Exercise.
Reproduce, word for word, the portion of the message board posts about Trimeris that begins with the words containing "He explained that" and ends with "done, Johnson said.".

Document section.

● ● ●

To: billkirn who wrote (5632)11/3/1998 5:06:00 PM
From: Steve Fancy  Respond to of 6136
 
Bill, I think you're right. It'll come. I'm anxious in that some naked puts I sold come due this month. I have 40's and 45's. Would be thrilled and relieved to see the 40's expire worthless.

sf



To: billkirn who wrote (5632)11/3/1998 5:12:00 PM
From: Steve Fancy  Read Replies (1) | Respond to of 6136
 
Oh, and here's a story I've been carting around in my clipboard on TRMS. Other than the fact that it's a year or two away, does anyone have an opinion on T-20?

Thanks,

sf
=========================
Trimeris CEO: T-20 Drug Fights Drug-Resistant AIDS Strains

NEW YORK (Dow Jones)--Trimeris Inc.'s (TRMS) T-20 anti-HIV drug works against resistant strains of the HIV virus, which causes AIDS, according to Dr. Ross Johnson, the company's chief executive.

"This drug works against the resistant viruses, that is the viruses that are already mutated to currently existing drugs," Johnson said in an interview on CNBC Tuesday.

"One of the first uses that we'll look at in this class of drugs is in people failing current therapy, or multi-drug resistance," Johnson said.

He explained that unlike other AIDS therapies, the T-20 drug process acts outside the cell, on the level of the virus itself.

Despite positive findings for the drug in a Phase I/II clinical trial, there is still more work to be done, Johnson said.

"I think in this field you have to assume that the virus is going to become resistant to almost any class of drugs," he said. "What this gives us is another weapon in the armament to fight this disease in a different mechanism, so three or four of these mechanisms working together will fool the virus more than just two or three."

Johnson said Trimeris is in the middle of a 78-patient trial to determine dosage and administration method.

"At the end of December or early January, based on those results, we will begin the work necessary to run a pivotal or Phase III trial, which will last about a year and a half or two years, and that will be the basis for hopefully approval," Johnson said.

● ● ●

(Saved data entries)
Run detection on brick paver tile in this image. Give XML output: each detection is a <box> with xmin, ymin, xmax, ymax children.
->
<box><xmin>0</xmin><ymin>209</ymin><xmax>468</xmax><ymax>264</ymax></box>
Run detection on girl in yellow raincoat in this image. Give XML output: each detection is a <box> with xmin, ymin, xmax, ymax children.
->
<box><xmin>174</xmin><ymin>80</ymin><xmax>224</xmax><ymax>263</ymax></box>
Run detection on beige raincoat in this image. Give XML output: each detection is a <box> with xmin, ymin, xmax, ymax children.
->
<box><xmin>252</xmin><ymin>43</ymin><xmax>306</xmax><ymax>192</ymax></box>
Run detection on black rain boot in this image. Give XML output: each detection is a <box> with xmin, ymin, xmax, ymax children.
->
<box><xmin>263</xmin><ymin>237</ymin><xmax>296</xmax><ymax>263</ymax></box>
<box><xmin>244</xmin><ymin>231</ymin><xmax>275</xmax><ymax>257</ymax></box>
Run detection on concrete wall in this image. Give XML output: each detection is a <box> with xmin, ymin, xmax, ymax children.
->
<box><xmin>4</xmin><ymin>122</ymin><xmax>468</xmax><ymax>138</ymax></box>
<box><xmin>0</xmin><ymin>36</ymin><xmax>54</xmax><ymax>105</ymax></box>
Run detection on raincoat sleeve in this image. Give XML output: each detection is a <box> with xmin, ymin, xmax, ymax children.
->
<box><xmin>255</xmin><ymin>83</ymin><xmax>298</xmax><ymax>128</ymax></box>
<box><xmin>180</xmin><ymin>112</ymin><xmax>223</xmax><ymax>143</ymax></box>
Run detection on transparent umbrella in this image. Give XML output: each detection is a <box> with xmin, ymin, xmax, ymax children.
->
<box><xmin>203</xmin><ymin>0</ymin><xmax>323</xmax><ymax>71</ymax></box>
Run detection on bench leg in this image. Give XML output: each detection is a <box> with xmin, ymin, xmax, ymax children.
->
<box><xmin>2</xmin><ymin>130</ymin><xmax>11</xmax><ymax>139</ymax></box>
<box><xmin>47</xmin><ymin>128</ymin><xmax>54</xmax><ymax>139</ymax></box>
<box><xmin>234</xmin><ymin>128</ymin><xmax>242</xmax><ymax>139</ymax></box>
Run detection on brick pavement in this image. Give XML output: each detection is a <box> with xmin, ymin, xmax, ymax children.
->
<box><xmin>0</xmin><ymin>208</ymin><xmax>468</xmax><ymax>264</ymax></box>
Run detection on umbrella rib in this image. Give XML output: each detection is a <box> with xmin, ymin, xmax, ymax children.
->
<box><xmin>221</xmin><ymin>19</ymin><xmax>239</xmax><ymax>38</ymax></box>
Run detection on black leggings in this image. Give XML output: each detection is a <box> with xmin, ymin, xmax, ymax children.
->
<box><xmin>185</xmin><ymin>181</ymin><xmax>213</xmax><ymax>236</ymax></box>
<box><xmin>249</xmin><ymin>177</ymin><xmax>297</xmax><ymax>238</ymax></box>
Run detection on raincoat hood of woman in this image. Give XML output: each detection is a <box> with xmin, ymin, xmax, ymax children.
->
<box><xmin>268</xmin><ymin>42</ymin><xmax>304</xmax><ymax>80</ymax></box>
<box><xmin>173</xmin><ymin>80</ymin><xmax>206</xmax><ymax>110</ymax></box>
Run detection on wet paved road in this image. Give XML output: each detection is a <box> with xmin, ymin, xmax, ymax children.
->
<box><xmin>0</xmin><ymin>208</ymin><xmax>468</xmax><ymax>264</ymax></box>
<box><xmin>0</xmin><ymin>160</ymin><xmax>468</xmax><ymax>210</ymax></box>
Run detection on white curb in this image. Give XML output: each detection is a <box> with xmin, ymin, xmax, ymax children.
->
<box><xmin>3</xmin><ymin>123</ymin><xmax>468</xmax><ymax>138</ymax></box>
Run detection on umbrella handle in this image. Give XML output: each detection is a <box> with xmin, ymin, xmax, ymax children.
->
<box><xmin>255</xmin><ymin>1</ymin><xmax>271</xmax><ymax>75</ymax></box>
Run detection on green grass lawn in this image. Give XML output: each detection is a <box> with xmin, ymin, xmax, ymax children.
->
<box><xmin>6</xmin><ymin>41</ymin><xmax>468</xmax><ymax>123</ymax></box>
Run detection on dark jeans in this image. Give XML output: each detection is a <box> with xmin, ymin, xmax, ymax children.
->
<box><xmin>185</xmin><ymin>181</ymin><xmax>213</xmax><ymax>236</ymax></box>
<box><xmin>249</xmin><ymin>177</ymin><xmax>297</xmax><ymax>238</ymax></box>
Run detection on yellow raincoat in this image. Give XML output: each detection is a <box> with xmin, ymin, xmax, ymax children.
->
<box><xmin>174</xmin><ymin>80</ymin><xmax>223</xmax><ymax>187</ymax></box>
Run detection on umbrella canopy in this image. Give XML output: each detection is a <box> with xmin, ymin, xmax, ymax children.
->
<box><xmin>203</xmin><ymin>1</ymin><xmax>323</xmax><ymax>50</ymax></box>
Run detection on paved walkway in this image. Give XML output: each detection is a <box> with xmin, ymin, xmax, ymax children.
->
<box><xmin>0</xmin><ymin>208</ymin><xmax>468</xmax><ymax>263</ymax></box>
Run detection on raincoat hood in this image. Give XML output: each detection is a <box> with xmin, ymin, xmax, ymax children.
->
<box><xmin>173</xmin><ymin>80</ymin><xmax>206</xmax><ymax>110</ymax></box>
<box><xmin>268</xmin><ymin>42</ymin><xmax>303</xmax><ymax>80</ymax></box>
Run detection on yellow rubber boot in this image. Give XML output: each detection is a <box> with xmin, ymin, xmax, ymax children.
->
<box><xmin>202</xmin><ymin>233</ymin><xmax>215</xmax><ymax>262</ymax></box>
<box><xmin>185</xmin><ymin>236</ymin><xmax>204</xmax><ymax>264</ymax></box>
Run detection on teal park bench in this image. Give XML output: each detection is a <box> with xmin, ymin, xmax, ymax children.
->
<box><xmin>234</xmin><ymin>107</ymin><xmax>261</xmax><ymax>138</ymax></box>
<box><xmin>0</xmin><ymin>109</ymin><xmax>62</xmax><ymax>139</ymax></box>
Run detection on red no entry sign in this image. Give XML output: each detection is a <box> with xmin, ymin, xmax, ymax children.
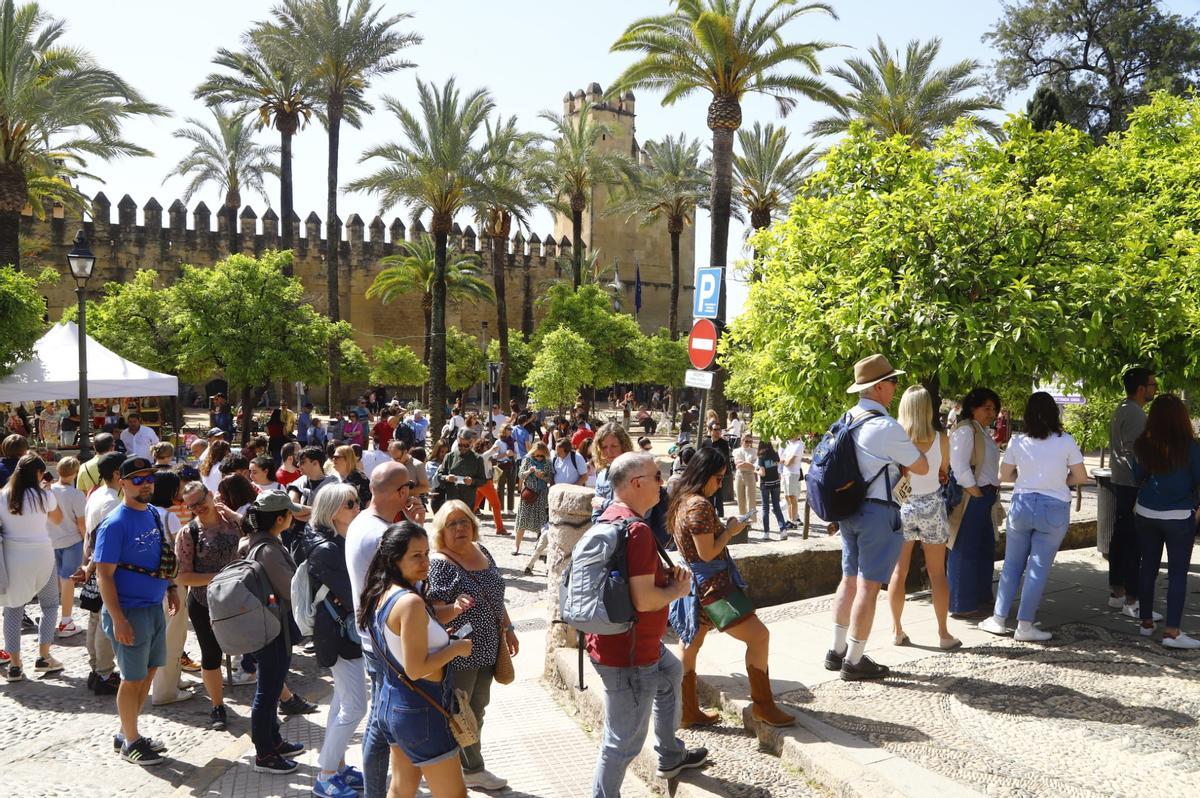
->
<box><xmin>688</xmin><ymin>319</ymin><xmax>716</xmax><ymax>368</ymax></box>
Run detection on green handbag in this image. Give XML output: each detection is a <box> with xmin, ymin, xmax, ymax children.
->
<box><xmin>703</xmin><ymin>588</ymin><xmax>755</xmax><ymax>631</ymax></box>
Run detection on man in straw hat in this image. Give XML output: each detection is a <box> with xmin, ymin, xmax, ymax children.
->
<box><xmin>826</xmin><ymin>355</ymin><xmax>929</xmax><ymax>682</ymax></box>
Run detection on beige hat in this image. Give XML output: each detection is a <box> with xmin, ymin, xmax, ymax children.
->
<box><xmin>846</xmin><ymin>355</ymin><xmax>905</xmax><ymax>394</ymax></box>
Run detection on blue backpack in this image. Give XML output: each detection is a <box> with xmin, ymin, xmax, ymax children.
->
<box><xmin>804</xmin><ymin>410</ymin><xmax>888</xmax><ymax>522</ymax></box>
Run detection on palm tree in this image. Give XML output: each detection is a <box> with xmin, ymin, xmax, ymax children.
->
<box><xmin>196</xmin><ymin>31</ymin><xmax>316</xmax><ymax>258</ymax></box>
<box><xmin>733</xmin><ymin>122</ymin><xmax>817</xmax><ymax>264</ymax></box>
<box><xmin>472</xmin><ymin>116</ymin><xmax>540</xmax><ymax>407</ymax></box>
<box><xmin>168</xmin><ymin>106</ymin><xmax>280</xmax><ymax>254</ymax></box>
<box><xmin>539</xmin><ymin>106</ymin><xmax>634</xmax><ymax>288</ymax></box>
<box><xmin>607</xmin><ymin>133</ymin><xmax>710</xmax><ymax>341</ymax></box>
<box><xmin>809</xmin><ymin>38</ymin><xmax>1001</xmax><ymax>146</ymax></box>
<box><xmin>0</xmin><ymin>0</ymin><xmax>167</xmax><ymax>268</ymax></box>
<box><xmin>256</xmin><ymin>0</ymin><xmax>421</xmax><ymax>407</ymax></box>
<box><xmin>367</xmin><ymin>235</ymin><xmax>496</xmax><ymax>366</ymax></box>
<box><xmin>349</xmin><ymin>78</ymin><xmax>496</xmax><ymax>439</ymax></box>
<box><xmin>610</xmin><ymin>0</ymin><xmax>836</xmax><ymax>418</ymax></box>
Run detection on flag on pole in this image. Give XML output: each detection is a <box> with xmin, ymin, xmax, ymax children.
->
<box><xmin>634</xmin><ymin>260</ymin><xmax>642</xmax><ymax>314</ymax></box>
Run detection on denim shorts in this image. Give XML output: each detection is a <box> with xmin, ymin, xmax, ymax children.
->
<box><xmin>100</xmin><ymin>604</ymin><xmax>167</xmax><ymax>682</ymax></box>
<box><xmin>841</xmin><ymin>502</ymin><xmax>904</xmax><ymax>582</ymax></box>
<box><xmin>373</xmin><ymin>677</ymin><xmax>458</xmax><ymax>767</ymax></box>
<box><xmin>54</xmin><ymin>540</ymin><xmax>83</xmax><ymax>580</ymax></box>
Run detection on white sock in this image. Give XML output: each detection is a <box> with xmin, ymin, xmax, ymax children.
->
<box><xmin>846</xmin><ymin>637</ymin><xmax>866</xmax><ymax>665</ymax></box>
<box><xmin>833</xmin><ymin>624</ymin><xmax>850</xmax><ymax>654</ymax></box>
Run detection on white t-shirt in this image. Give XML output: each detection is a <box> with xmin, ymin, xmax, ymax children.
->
<box><xmin>1004</xmin><ymin>432</ymin><xmax>1084</xmax><ymax>502</ymax></box>
<box><xmin>50</xmin><ymin>482</ymin><xmax>88</xmax><ymax>548</ymax></box>
<box><xmin>0</xmin><ymin>487</ymin><xmax>59</xmax><ymax>544</ymax></box>
<box><xmin>779</xmin><ymin>440</ymin><xmax>804</xmax><ymax>475</ymax></box>
<box><xmin>121</xmin><ymin>424</ymin><xmax>158</xmax><ymax>460</ymax></box>
<box><xmin>346</xmin><ymin>510</ymin><xmax>391</xmax><ymax>654</ymax></box>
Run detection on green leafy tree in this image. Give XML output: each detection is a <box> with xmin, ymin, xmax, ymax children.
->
<box><xmin>539</xmin><ymin>106</ymin><xmax>634</xmax><ymax>288</ymax></box>
<box><xmin>371</xmin><ymin>343</ymin><xmax>430</xmax><ymax>388</ymax></box>
<box><xmin>984</xmin><ymin>0</ymin><xmax>1200</xmax><ymax>140</ymax></box>
<box><xmin>196</xmin><ymin>33</ymin><xmax>317</xmax><ymax>250</ymax></box>
<box><xmin>611</xmin><ymin>0</ymin><xmax>836</xmax><ymax>418</ymax></box>
<box><xmin>487</xmin><ymin>330</ymin><xmax>534</xmax><ymax>388</ymax></box>
<box><xmin>170</xmin><ymin>106</ymin><xmax>280</xmax><ymax>252</ymax></box>
<box><xmin>809</xmin><ymin>37</ymin><xmax>1001</xmax><ymax>146</ymax></box>
<box><xmin>446</xmin><ymin>326</ymin><xmax>487</xmax><ymax>394</ymax></box>
<box><xmin>350</xmin><ymin>78</ymin><xmax>499</xmax><ymax>430</ymax></box>
<box><xmin>0</xmin><ymin>266</ymin><xmax>48</xmax><ymax>377</ymax></box>
<box><xmin>0</xmin><ymin>0</ymin><xmax>167</xmax><ymax>267</ymax></box>
<box><xmin>367</xmin><ymin>235</ymin><xmax>494</xmax><ymax>365</ymax></box>
<box><xmin>526</xmin><ymin>328</ymin><xmax>594</xmax><ymax>410</ymax></box>
<box><xmin>607</xmin><ymin>133</ymin><xmax>709</xmax><ymax>338</ymax></box>
<box><xmin>170</xmin><ymin>251</ymin><xmax>347</xmax><ymax>442</ymax></box>
<box><xmin>256</xmin><ymin>0</ymin><xmax>421</xmax><ymax>407</ymax></box>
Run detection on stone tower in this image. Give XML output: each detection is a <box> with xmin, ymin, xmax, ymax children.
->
<box><xmin>554</xmin><ymin>83</ymin><xmax>696</xmax><ymax>332</ymax></box>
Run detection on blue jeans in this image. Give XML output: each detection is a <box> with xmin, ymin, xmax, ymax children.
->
<box><xmin>761</xmin><ymin>482</ymin><xmax>785</xmax><ymax>534</ymax></box>
<box><xmin>592</xmin><ymin>646</ymin><xmax>688</xmax><ymax>798</ymax></box>
<box><xmin>246</xmin><ymin>633</ymin><xmax>292</xmax><ymax>756</ymax></box>
<box><xmin>946</xmin><ymin>486</ymin><xmax>997</xmax><ymax>612</ymax></box>
<box><xmin>1134</xmin><ymin>515</ymin><xmax>1196</xmax><ymax>629</ymax></box>
<box><xmin>362</xmin><ymin>649</ymin><xmax>391</xmax><ymax>798</ymax></box>
<box><xmin>994</xmin><ymin>493</ymin><xmax>1070</xmax><ymax>622</ymax></box>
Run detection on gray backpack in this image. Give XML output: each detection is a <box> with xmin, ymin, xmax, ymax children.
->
<box><xmin>209</xmin><ymin>542</ymin><xmax>283</xmax><ymax>654</ymax></box>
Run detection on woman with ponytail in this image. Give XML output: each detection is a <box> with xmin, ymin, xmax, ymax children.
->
<box><xmin>358</xmin><ymin>521</ymin><xmax>472</xmax><ymax>798</ymax></box>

● ● ●

Answer space.
He explained that unlike other AIDS therapies, the T-20 drug process acts outside the cell, on the level of the virus itself.

Despite positive findings for the drug in a Phase I/II clinical trial, there is still more work to be done, Johnson said.